------ Input records ------

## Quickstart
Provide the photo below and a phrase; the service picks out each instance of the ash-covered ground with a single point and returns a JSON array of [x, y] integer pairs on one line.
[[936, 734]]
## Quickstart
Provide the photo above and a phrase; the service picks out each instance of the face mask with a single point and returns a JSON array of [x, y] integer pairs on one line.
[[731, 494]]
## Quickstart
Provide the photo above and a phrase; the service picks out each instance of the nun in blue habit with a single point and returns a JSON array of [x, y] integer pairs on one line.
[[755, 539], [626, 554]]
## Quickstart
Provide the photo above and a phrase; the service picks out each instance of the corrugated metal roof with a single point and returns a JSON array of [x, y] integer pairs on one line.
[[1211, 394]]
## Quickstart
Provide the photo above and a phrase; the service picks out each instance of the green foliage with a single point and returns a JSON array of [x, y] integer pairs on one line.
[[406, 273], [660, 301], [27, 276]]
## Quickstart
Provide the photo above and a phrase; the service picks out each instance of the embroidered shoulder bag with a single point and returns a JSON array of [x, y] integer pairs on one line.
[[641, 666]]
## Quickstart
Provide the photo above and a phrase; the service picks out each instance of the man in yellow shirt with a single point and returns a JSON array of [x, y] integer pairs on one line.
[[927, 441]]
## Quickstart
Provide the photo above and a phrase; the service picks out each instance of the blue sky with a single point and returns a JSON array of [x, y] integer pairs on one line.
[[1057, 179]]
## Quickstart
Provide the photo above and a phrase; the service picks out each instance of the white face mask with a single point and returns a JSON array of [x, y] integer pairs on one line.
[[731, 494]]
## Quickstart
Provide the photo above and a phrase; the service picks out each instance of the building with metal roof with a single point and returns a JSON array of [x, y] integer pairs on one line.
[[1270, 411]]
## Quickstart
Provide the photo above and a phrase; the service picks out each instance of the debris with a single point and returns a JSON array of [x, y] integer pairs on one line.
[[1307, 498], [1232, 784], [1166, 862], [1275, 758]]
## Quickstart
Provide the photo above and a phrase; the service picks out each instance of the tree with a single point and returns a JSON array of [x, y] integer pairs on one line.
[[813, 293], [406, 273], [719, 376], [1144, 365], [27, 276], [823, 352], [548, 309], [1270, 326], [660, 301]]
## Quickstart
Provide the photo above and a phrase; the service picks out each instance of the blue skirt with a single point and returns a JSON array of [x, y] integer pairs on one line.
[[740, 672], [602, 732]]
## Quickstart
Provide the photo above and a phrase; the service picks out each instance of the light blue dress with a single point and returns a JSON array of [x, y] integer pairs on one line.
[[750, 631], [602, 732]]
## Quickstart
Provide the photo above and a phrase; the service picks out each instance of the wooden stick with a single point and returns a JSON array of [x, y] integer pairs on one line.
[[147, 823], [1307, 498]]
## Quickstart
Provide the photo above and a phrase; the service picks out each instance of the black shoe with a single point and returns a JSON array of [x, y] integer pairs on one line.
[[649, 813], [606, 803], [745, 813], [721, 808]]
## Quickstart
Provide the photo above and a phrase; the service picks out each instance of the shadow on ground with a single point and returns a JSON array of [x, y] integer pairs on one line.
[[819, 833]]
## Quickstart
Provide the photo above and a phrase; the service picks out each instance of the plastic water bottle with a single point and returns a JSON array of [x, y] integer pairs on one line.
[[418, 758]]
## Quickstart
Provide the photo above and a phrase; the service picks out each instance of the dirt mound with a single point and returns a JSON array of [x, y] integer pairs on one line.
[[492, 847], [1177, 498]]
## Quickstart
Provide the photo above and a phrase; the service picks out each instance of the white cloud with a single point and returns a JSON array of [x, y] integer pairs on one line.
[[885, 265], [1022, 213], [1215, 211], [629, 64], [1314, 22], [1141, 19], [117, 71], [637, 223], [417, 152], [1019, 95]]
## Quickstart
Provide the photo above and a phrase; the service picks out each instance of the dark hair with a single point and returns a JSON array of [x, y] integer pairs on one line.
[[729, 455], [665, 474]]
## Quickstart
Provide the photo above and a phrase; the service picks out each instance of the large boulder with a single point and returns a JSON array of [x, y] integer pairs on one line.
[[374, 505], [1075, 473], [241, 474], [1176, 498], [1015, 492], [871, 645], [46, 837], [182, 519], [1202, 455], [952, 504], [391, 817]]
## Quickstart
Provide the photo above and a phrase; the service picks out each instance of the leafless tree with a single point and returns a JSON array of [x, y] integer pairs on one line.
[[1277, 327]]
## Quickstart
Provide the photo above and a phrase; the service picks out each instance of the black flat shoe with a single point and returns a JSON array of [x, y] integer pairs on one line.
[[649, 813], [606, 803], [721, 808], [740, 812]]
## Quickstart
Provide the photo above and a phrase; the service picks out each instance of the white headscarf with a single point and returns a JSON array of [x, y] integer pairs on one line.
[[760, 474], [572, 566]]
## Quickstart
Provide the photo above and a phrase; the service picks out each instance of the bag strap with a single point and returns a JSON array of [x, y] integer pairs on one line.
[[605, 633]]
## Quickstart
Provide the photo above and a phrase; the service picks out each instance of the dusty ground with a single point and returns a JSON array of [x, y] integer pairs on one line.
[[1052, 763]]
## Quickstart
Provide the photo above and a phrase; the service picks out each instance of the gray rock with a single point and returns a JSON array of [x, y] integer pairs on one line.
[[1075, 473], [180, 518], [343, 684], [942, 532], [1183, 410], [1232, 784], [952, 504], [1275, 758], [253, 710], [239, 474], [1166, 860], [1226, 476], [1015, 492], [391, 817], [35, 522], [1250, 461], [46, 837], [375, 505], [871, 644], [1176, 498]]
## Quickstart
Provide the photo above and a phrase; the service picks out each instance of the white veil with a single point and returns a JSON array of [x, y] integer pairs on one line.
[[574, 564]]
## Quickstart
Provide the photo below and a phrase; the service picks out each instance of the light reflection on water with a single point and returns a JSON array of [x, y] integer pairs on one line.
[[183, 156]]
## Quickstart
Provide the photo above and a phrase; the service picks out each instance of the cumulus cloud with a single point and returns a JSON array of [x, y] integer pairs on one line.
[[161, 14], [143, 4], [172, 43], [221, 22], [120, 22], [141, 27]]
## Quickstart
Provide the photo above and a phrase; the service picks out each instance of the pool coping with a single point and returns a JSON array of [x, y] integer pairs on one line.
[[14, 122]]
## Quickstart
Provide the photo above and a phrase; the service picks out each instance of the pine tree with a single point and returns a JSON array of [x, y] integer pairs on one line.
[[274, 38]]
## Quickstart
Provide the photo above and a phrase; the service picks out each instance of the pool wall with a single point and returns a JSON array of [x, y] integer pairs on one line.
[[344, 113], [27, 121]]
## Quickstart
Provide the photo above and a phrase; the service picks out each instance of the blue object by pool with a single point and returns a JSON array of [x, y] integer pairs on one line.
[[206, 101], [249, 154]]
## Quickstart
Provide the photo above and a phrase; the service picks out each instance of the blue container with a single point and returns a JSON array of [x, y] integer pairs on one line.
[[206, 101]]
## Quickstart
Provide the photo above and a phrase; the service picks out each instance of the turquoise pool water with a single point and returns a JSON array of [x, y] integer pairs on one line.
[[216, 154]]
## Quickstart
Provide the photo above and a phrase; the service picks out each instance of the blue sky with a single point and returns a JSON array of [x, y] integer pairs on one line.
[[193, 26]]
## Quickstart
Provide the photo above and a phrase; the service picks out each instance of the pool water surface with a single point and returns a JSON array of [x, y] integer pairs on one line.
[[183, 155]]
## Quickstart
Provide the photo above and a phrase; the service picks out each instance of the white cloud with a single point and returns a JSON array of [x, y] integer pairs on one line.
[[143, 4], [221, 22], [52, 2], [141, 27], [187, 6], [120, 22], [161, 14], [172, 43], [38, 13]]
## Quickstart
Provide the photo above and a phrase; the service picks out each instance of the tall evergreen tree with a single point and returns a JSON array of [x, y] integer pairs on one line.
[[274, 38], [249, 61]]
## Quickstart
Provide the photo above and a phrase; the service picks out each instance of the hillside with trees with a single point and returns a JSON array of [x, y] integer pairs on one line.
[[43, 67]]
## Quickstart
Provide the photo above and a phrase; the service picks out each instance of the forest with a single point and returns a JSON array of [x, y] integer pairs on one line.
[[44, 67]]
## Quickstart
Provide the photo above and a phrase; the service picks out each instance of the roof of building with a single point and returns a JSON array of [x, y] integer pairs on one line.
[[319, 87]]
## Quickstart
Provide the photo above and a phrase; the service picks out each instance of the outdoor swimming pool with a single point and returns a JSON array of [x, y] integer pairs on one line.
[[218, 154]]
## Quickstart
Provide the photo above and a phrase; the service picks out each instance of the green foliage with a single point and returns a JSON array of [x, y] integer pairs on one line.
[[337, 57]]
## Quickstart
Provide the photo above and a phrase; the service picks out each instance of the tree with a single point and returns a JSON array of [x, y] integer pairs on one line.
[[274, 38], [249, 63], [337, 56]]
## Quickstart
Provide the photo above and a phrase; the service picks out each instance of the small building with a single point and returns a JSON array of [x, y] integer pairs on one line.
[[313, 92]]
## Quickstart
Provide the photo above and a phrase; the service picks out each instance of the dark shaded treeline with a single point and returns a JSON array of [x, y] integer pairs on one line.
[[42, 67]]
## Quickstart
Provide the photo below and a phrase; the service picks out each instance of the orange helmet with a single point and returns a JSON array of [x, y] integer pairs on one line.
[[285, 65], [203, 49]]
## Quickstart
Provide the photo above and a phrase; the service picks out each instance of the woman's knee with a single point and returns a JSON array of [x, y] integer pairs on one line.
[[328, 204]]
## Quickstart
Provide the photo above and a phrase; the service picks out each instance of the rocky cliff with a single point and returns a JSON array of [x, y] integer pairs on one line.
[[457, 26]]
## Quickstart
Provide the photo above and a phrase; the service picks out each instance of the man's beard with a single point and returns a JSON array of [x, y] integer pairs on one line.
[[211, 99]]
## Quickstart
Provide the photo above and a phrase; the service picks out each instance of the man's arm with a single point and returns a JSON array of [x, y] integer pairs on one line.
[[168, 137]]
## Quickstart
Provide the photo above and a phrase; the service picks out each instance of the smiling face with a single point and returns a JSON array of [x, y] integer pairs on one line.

------

__Your task__. Please find each line of the data above that contains the word "light" and copy those lines out, treating uppercase and lowercase as different.

__Response for this exercise__.
Provide the photo above and a phrase; the service picks out each instance of the light blue dress with a single point and returns a JSON array of [x, y] integer pairs on one line.
Provide the photo below and a phrase; the service picks out each instance of the light reflection on water with a single point and returns a JSON array of [x, y] integer pairs on one line.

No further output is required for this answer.